## Stored data entries
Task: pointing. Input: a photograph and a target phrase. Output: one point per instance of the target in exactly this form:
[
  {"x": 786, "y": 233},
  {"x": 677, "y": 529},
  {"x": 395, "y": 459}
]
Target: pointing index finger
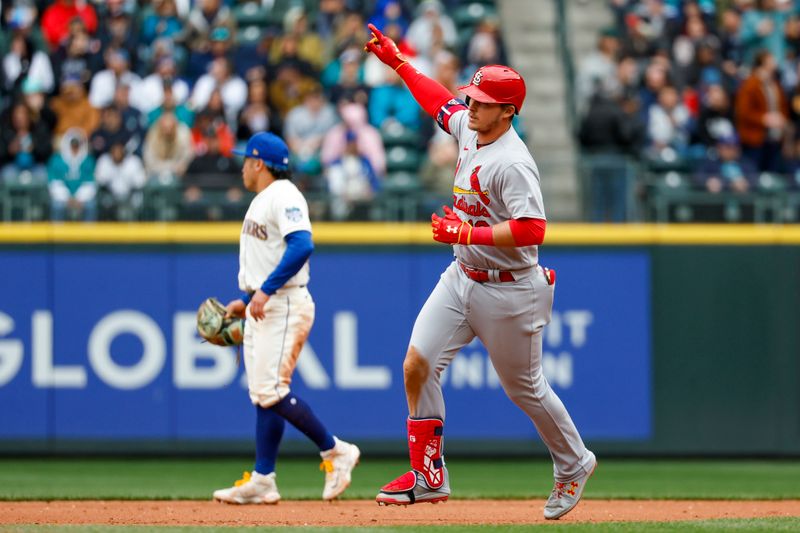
[{"x": 375, "y": 31}]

## TASK TO COMPLETE
Every entry above needs to be copied exactly, and no pictures go with it.

## ANSWER TO THE EXERCISE
Task: pointing. Input: a photograph and a target phrase. Output: one point per instance of the target in exactly this form:
[
  {"x": 786, "y": 233},
  {"x": 677, "y": 529},
  {"x": 395, "y": 459}
]
Target: pointing index finger
[{"x": 375, "y": 31}]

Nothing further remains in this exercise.